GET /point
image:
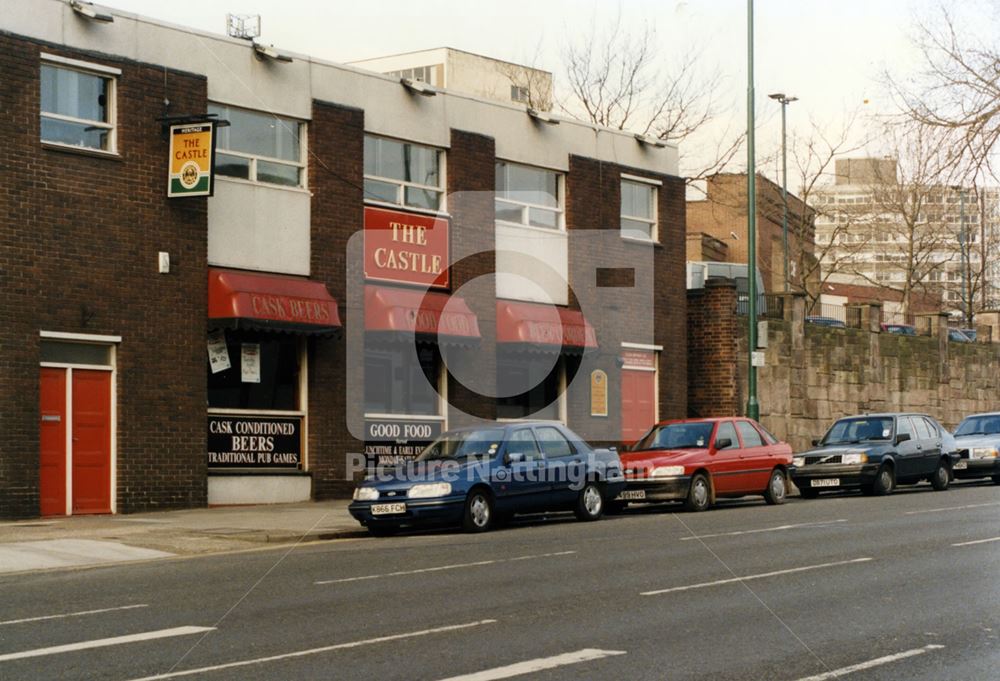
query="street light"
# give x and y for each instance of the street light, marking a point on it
(785, 101)
(753, 407)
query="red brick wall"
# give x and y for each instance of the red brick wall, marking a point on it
(623, 311)
(336, 142)
(80, 238)
(712, 354)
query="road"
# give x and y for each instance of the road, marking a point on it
(903, 587)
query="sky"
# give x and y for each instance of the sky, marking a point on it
(831, 55)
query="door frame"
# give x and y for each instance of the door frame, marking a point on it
(111, 342)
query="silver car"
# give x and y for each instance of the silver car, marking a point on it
(978, 441)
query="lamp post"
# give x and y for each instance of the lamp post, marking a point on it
(753, 408)
(785, 101)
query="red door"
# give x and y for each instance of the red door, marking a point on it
(91, 441)
(638, 403)
(52, 433)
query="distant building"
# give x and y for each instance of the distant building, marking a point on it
(460, 71)
(865, 225)
(722, 214)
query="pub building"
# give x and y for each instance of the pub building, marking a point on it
(185, 328)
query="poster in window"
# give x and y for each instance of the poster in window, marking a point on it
(218, 352)
(250, 363)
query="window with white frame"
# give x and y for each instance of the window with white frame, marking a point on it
(638, 210)
(259, 147)
(529, 196)
(77, 105)
(403, 174)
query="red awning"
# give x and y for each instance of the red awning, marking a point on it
(412, 311)
(543, 325)
(238, 299)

—————

» TASK TO COMPLETE: Pull out every line in the material above that contains the string "light", matching case exactly.

» SOLUTION TO THIS EXERCISE:
query="street light"
# give x and y for each instance of the street light, marking a point on it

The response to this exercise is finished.